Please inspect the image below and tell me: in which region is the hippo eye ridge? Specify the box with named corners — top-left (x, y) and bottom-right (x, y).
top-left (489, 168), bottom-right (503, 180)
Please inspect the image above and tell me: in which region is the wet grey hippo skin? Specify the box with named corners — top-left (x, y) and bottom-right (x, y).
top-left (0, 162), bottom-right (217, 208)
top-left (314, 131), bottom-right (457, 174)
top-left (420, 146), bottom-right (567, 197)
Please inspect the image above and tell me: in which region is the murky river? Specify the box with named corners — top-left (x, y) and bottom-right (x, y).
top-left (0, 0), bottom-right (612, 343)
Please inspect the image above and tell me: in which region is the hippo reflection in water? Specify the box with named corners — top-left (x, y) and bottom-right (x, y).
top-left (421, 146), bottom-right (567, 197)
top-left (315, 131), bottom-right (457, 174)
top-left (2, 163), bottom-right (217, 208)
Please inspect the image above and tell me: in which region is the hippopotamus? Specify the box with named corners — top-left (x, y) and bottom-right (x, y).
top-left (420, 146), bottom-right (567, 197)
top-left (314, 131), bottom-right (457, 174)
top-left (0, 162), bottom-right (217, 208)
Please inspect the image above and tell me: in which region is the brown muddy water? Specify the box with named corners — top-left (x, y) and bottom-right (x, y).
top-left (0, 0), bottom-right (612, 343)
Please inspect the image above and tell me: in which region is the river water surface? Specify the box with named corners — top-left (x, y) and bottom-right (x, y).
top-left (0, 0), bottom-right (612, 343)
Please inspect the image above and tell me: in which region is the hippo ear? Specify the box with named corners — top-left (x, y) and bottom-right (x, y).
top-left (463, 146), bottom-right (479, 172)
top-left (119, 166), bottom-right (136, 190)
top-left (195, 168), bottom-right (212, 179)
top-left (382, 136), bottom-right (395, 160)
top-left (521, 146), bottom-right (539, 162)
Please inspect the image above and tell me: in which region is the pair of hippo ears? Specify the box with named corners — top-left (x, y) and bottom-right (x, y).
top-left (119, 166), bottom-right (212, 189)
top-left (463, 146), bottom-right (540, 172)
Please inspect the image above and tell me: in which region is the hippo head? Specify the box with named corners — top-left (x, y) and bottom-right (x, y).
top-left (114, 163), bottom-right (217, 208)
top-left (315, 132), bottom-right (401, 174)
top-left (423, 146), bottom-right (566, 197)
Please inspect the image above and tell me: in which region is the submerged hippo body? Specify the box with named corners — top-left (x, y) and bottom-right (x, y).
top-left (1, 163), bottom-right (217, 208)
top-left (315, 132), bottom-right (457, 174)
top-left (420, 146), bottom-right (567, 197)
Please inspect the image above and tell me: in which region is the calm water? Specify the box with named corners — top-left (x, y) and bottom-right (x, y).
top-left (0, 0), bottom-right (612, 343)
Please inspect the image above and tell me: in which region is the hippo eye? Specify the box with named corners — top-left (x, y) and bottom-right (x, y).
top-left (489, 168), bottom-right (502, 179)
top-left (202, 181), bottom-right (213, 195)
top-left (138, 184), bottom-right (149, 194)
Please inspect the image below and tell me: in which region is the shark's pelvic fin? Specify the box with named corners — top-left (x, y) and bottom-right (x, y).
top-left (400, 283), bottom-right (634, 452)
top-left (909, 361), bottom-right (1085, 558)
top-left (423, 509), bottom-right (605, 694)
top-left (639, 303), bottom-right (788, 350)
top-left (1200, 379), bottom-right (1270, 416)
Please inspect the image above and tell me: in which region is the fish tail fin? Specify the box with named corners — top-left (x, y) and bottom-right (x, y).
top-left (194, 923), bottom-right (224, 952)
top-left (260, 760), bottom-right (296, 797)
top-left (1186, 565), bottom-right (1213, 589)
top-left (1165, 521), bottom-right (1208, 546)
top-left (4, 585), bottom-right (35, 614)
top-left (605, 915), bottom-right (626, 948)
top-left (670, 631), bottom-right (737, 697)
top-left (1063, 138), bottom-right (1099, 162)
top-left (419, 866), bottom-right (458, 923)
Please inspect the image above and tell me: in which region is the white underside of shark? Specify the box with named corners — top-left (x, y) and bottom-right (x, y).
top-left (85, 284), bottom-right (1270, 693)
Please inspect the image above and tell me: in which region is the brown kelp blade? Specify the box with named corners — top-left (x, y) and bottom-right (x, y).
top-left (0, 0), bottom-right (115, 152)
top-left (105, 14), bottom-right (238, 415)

_WHAT TO DO_
Please set out every row above as a Markdown table with the columns No. and Row, numbering the rows in order and omitting blank lines.

_EXPECTED ANSWER_
| No. | Row |
|---|---|
| 1 | Please inspect the image below and tell me: in which region is the hippo eye ridge? Specify the box with named corners — top-left (x, y) and bottom-right (x, y). |
| 2 | top-left (489, 168), bottom-right (503, 180) |
| 3 | Please inspect the image above and tell me: in which region is the wet grey hippo skin? Specify the box with named corners — top-left (x, y) and bottom-right (x, y). |
| 4 | top-left (0, 162), bottom-right (217, 208) |
| 5 | top-left (314, 131), bottom-right (457, 174) |
| 6 | top-left (420, 146), bottom-right (567, 197) |
| 7 | Please inspect the image above and tell me: in which region is the murky river? Specify the box with named corners — top-left (x, y) and bottom-right (x, y). |
| 8 | top-left (0, 0), bottom-right (612, 343) |
| 9 | Please inspect the image above and tell me: in which region is the hippo reflection in water? Specify the box with named corners — top-left (x, y) and bottom-right (x, y). |
| 10 | top-left (421, 146), bottom-right (567, 197) |
| 11 | top-left (315, 131), bottom-right (457, 174) |
| 12 | top-left (2, 163), bottom-right (217, 208) |
| 13 | Please inspect the image above and tell me: in which region is the hippopotamus? Specify the box with named corners — top-left (x, y) and bottom-right (x, y). |
| 14 | top-left (420, 146), bottom-right (567, 197) |
| 15 | top-left (314, 131), bottom-right (457, 174) |
| 16 | top-left (0, 162), bottom-right (217, 208) |
| 17 | Please inspect the image above and tell me: in which region is the brown muddy water? Specify the box with named corners — top-left (x, y) and bottom-right (x, y). |
| 18 | top-left (0, 0), bottom-right (612, 343) |
| 19 | Please inspect the image above and tell me: in which region is the river water surface? Specify the box with named corners — top-left (x, y) and bottom-right (x, y). |
| 20 | top-left (0, 0), bottom-right (612, 343) |
| 21 | Please inspect the image above and tell me: in which region is the hippo ear? Specify the box with named corners — top-left (x, y) and bottom-right (x, y). |
| 22 | top-left (463, 146), bottom-right (479, 172) |
| 23 | top-left (119, 166), bottom-right (136, 190) |
| 24 | top-left (195, 168), bottom-right (212, 179) |
| 25 | top-left (382, 136), bottom-right (395, 160) |
| 26 | top-left (521, 146), bottom-right (539, 162) |
| 27 | Please inspect the image above and tell me: in which region is the pair of hippo ears? Specify the box with named corners — top-left (x, y) and bottom-right (x, y). |
| 28 | top-left (119, 166), bottom-right (212, 189) |
| 29 | top-left (463, 146), bottom-right (540, 172) |
| 30 | Please inspect the image above and tell me: in which region is the hippo head? Specify the box with named corners — top-left (x, y) and bottom-right (x, y). |
| 31 | top-left (114, 163), bottom-right (217, 208) |
| 32 | top-left (315, 132), bottom-right (401, 174) |
| 33 | top-left (423, 146), bottom-right (566, 197) |
| 34 | Please inspect the image above and tell me: in which region is the submerged hippo body? Specify the box with named corners — top-left (x, y) and bottom-right (x, y). |
| 35 | top-left (1, 163), bottom-right (217, 208) |
| 36 | top-left (315, 132), bottom-right (457, 174) |
| 37 | top-left (420, 146), bottom-right (567, 197) |
| 38 | Please inspect the image above and tell me: in which region is the calm water? Specify the box with named corners — top-left (x, y) and bottom-right (x, y). |
| 39 | top-left (0, 0), bottom-right (612, 343) |
| 40 | Please inspect the image above and tell me: in which region is the hippo eye? Specify the box with named corners — top-left (x, y) and bottom-right (x, y). |
| 41 | top-left (489, 168), bottom-right (502, 179) |
| 42 | top-left (202, 181), bottom-right (213, 195) |
| 43 | top-left (138, 184), bottom-right (149, 194) |
| 44 | Please inspect the image below and tell me: in which region is the shark's pelvic fin? Specify the box with named corners — top-left (x, y) and bottom-right (x, y). |
| 45 | top-left (400, 283), bottom-right (634, 452) |
| 46 | top-left (909, 361), bottom-right (1085, 558) |
| 47 | top-left (423, 509), bottom-right (605, 694) |
| 48 | top-left (639, 303), bottom-right (788, 350) |
| 49 | top-left (1200, 379), bottom-right (1270, 416) |
| 50 | Please inspect the image above and tell me: in which region is the fish tail fin? Specify the box with named corners — top-left (x, y) and bottom-right (x, y). |
| 51 | top-left (194, 923), bottom-right (224, 952) |
| 52 | top-left (260, 760), bottom-right (296, 797) |
| 53 | top-left (1186, 565), bottom-right (1213, 589) |
| 54 | top-left (1165, 521), bottom-right (1208, 546) |
| 55 | top-left (4, 585), bottom-right (35, 614) |
| 56 | top-left (605, 915), bottom-right (626, 948) |
| 57 | top-left (670, 631), bottom-right (737, 697) |
| 58 | top-left (1063, 138), bottom-right (1099, 162) |
| 59 | top-left (419, 866), bottom-right (458, 923) |
| 60 | Please inspect the image above and tell me: in which region is the white underside of shark? Specify the box with named corners — top-left (x, y) and bottom-right (x, y). |
| 61 | top-left (85, 284), bottom-right (1270, 693) |
| 62 | Please inspect the image above and tell me: in which region is the brown kelp blade? Specify the box with named corners — top-left (x, y) and bottom-right (x, y). |
| 63 | top-left (0, 0), bottom-right (115, 152) |
| 64 | top-left (105, 14), bottom-right (238, 415) |